EXERCISE PROMPT — Copy out every record below with complete accuracy.

Point-based annotation data:
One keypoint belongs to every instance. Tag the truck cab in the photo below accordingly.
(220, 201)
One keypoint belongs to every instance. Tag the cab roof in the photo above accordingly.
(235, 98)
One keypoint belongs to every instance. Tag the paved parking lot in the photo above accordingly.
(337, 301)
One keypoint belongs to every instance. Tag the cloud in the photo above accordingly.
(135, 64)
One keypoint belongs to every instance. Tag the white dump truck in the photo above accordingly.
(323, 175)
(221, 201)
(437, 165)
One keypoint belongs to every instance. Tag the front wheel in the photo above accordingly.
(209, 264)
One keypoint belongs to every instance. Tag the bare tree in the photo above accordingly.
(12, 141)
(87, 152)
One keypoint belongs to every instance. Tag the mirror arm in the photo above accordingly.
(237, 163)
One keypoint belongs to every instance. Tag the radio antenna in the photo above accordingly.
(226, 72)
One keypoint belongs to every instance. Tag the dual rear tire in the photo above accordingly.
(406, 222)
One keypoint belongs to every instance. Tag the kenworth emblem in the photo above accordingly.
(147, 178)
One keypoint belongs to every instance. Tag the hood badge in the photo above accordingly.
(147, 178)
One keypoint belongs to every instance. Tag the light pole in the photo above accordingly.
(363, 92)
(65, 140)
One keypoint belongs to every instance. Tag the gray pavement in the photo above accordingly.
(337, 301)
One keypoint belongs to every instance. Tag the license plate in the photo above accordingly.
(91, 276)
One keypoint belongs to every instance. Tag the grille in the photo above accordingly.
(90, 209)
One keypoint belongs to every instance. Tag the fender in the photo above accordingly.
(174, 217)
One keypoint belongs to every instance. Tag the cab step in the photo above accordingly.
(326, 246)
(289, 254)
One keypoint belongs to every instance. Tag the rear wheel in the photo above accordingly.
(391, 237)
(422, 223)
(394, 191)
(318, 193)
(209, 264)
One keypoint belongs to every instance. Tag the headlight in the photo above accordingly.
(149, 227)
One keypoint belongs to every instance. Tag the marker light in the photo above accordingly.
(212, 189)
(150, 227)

ANSWER IN FULL —
One keypoint belongs to every instance. Tag the truck cab in the photo below accordingly.
(220, 201)
One keypoint belongs to every instance. Tag the cab roof in the photo above accordingly.
(235, 98)
One keypoint belongs to every instance. Tag the paved parking lot in the photo above accordingly.
(337, 301)
One keypoint belongs to every instance. Tag the cloud in the photo above accordingly.
(135, 64)
One keypoint belongs to every instance. Tag the white dump truck in the photo above accordingly.
(323, 175)
(221, 201)
(437, 165)
One keypoint belongs to every instance. Tag the front wheel in the photo above accordingly.
(209, 264)
One keypoint belongs to every instance. Tag the bare tree in the photo above accordingly.
(12, 141)
(87, 152)
One keypoint belongs to every instance. Tag the mirror arm in the photo above accordingly.
(237, 163)
One keypoint belongs to every instance. Tag the radio antenna in the photo above accordingly.
(226, 72)
One keypoint belongs to every instance. Tag the dual rear tire in the photo above accordingly.
(406, 222)
One keypoint belongs to every instance. Tag the kenworth emblem in the photo above accordingly.
(147, 178)
One keypoint belongs to every instance. Tag the hood badge in the photo above accordingly.
(147, 178)
One keypoint belongs to every instance. Tag the light pole in the photo above accordingly.
(363, 92)
(65, 140)
One keypoint belongs to every instance. Tag the gray pavement in the photo above accordingly.
(337, 301)
One keypoint belongs to every instance. Tag the license plate in the photo above accordingly.
(91, 276)
One keypoint belongs to every instance. Tag the grille in the photo above accordingly.
(90, 209)
One keypoint belongs to every instance. Tag the fender in the photo above accordingly.
(174, 217)
One keypoint belongs to every instance. Tag the cab step in the photo above accordingly.
(326, 246)
(289, 254)
One keypoint belongs to every instance. Tag the rear wheel in the photo above accordingly.
(391, 237)
(422, 223)
(394, 191)
(318, 193)
(209, 264)
One keypoint belongs to every instance. Tag the headlight in the photo above accordingly.
(149, 227)
One keypoint belongs to every instance. Tag the marker light in the photo above accordingly.
(212, 189)
(150, 227)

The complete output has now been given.